- Text excerpt:
The Lincoln Group’s articles (e.g., “The Sands Are Blowing Toward a
Democratic Iraq”) are not without their laughs – for us, if not for the
Iraqis, whose intelligence is insulted and whose democratic aspirations
are betrayed by them. But the texts are no more revealing than those of
Mr. Bush’s speeches. Look instead at the cover-up that has followed the
Los Angeles Times revelations. The administration and its frontmen at
once started stonewalling from a single script. Mr. McClellan, Pentagon
spokesmen, Senator John Warner and Donald Rumsfeld all give the
identical answer to the many press queries. We don’t have the facts,
they say, even as they maintain that the Lincoln Group articles
themselves are factual.
The Pentagon earmarks more than $100 million in taxpayers’ money for
various Lincoln Group operations, and it can’t get any facts? Though the
30-year-old prime mover in the shadowy outfit, one Christian Bailey,
fled from Andrea Mitchell of NBC News when she pursued him on camera in
Washington, certain facts are proving not at all elusive.
Ms. Mitchell and other reporters have learned that Mr. Bailey has had at
least four companies since 2002, most of them interlocking, short-lived
and under phantom names. Government Executive magazine also discovered
that Mr. Bailey “was a founder and active participant in Lead21,” a
Republican “fund-raising and networking operation” – which has since
scrubbed his name from its Web site – and that he and a partner in his
ventures once listed a business address identical to their Washington
residence. This curious tale, with its trail of cash payoffs, trading in
commercial Iraqi real estate and murky bidding procedures for lucrative
U.S. government contracts, could have been lifted from “Syriana” or
“Glengarry Glen Ross.” While Mr. Rumsfeld and Mr. McClellan valiantly
continue their search for “the facts,” what we
know so far can safely be filed under the general heading of “Lay, DeLay
and Abramoff.”
The more we learn about such sleaze in the propaganda war, the more we
see it’s failing for the same reason as the real war: incompetence. Much
as the disastrous Bremer regime botched the occupation of Iraq with bad
decisions made by its array of administration cronies and relatives
(among them Ari Fleischer’s brother), so the White House doesn’t exactly
get the biggest bang for the bucks it shells out to cronies for fake
news.

- Exercise set:
A: Copy out the part of the text about the Lincoln Group that opens with the words containing "The Pentagon earmarks" and closes with "at all elusive.".
B: Write the next part of the commentary on the Lincoln Group and the Pentagon, picking up right after its final sentence.

- Listed entries:
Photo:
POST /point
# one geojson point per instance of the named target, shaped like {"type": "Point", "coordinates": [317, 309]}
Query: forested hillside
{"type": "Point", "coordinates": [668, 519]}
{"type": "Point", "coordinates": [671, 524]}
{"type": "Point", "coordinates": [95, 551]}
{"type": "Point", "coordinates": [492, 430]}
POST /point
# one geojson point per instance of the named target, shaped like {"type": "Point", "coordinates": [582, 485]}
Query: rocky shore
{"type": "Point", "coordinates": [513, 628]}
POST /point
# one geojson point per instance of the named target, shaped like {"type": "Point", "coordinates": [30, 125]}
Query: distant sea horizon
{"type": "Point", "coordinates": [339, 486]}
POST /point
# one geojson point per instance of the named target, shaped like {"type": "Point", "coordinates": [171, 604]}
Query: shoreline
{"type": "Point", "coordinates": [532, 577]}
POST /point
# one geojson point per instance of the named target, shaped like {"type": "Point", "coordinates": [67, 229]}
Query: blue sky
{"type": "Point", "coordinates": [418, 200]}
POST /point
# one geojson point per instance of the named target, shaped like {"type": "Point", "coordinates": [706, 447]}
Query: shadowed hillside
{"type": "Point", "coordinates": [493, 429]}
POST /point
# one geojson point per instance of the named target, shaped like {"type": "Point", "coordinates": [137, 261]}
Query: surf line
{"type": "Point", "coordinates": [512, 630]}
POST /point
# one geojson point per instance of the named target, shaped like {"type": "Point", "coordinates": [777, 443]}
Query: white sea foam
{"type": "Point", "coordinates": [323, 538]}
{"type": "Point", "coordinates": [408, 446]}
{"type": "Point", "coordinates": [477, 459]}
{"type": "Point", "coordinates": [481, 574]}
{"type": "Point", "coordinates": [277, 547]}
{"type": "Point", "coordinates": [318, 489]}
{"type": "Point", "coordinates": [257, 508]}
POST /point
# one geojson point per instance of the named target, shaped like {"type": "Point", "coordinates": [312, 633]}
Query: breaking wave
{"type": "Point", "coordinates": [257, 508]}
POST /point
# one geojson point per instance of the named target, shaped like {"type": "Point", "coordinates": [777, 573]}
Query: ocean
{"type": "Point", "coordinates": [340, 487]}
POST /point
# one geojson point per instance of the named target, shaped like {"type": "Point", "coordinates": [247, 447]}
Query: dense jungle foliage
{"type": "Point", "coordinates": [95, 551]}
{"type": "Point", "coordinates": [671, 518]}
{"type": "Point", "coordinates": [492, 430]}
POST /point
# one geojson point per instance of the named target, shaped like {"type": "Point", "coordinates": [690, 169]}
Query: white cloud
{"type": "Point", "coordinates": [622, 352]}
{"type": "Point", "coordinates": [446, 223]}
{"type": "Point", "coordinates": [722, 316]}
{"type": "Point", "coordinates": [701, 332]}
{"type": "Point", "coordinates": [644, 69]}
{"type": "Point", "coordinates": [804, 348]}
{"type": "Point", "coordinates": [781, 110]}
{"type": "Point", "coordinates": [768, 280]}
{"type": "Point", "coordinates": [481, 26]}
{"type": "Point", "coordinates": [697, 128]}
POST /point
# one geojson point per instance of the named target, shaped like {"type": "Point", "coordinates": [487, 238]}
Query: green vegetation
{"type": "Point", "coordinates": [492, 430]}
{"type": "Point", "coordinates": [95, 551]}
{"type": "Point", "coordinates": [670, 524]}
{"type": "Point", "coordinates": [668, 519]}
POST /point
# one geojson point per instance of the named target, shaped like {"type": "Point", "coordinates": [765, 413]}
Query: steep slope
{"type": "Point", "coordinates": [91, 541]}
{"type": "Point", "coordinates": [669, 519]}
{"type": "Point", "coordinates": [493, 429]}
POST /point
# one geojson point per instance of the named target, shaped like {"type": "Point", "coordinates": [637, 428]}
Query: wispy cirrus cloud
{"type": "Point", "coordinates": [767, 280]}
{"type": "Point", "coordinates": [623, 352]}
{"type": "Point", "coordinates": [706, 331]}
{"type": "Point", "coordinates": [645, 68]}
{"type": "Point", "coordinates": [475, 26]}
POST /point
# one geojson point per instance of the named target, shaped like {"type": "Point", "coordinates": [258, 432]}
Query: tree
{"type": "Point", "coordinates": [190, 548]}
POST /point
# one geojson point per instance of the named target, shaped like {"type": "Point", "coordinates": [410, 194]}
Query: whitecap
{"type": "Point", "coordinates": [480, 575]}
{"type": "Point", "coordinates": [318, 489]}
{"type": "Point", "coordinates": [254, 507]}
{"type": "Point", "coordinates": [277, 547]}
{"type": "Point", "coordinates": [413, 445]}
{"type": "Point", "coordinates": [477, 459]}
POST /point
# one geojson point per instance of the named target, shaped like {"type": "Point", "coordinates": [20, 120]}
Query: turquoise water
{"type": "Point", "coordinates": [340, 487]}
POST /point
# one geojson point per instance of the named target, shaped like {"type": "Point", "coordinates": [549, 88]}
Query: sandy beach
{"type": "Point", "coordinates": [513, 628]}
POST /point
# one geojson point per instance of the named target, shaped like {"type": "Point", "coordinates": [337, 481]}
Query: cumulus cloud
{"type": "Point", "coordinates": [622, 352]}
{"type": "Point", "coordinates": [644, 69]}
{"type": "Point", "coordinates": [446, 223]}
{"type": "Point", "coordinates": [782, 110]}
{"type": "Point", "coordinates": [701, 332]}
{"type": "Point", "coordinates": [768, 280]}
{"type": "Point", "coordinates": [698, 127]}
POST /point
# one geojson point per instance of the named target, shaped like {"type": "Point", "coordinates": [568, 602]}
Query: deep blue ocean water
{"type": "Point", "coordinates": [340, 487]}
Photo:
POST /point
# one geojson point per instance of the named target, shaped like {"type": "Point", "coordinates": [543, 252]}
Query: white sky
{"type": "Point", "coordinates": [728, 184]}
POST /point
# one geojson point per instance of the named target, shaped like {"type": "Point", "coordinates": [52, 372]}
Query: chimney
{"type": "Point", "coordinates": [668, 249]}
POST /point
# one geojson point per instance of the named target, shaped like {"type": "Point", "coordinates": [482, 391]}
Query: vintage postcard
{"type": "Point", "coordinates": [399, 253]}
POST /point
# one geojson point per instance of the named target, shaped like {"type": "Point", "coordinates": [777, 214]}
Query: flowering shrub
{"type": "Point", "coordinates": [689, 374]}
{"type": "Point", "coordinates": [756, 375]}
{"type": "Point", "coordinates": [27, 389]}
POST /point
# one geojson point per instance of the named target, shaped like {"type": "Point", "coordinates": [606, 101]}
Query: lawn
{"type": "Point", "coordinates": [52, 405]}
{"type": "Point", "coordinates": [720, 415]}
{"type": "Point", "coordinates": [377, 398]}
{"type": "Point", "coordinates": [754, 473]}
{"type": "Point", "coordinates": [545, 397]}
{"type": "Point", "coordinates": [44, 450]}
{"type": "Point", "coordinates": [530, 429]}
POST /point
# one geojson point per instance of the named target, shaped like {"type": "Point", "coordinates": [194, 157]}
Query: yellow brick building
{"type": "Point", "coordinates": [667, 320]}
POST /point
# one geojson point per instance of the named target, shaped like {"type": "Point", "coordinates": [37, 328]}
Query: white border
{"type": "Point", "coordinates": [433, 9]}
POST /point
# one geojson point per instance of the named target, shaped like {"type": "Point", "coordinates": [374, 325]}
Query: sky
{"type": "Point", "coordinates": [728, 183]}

- Task responses:
A:
The Pentagon earmarks more than $100 million in taxpayers’ money for
various Lincoln Group operations, and it can’t get any facts? Though the
30-year-old prime mover in the shadowy outfit, one Christian Bailey,
fled from Andrea Mitchell of NBC News when she pursued him on camera in
Washington, certain facts are proving not at all elusive.

B:
Until he was unmasked as an administration shill, Armstrong Williams was
less known for journalism than for striking a deal to dismiss a messy
sexual-harassment suit against him in 1999. When an Army commander had
troops sign 500 identical good-news form letters to local newspapers
throughout America in 2003, the fraud was so transparent it was almost
instantly debunked. The fictional scenarios concocted for Jessica Lynch
and Pat Tillman also unraveled quickly, as
did last weekend’s Pentagon account of 10 marines killed outside Falluja
on a “routine foot patrol.” As the NBC correspondent Jim Miklaszewski
told Don Imus last week, he received calls within hours from the
fallen’s loved ones about how the marines had been slaughtered after
being recklessly sent to an unprotected site for a promotion ceremony.
Though the White House doesn’t know that its jig is up, everyone else
does. Americans see that New Orleans is in as sorry shape today as it
was under Brownie three months ago. The bipartisan 9/11 commissioners
confirm that homeland security remains a pork pit. Condi Rice’s daily
clarifications of her clarifications about American torture policies are
contradicted by new reports of horrors before her latest circumlocutions
leave her mouth. And the president’s latest Iraq speeches – most
recently about the “success” stories of Najaf and Mosul – still don’t
stand up to the most rudimentary fact checking.
This is why the most revealing poll number in the Times/CBS survey
released last week was Mr. Bush’s approval rating for the one area where
things are going relatively well, the economy: 38 percent, only 2 points
higher than his rating on Iraq. It’s a measure of the national cynicism
bequeathed by the Bush culture that seeing anything, even falling prices
at the pump, is no longer believing.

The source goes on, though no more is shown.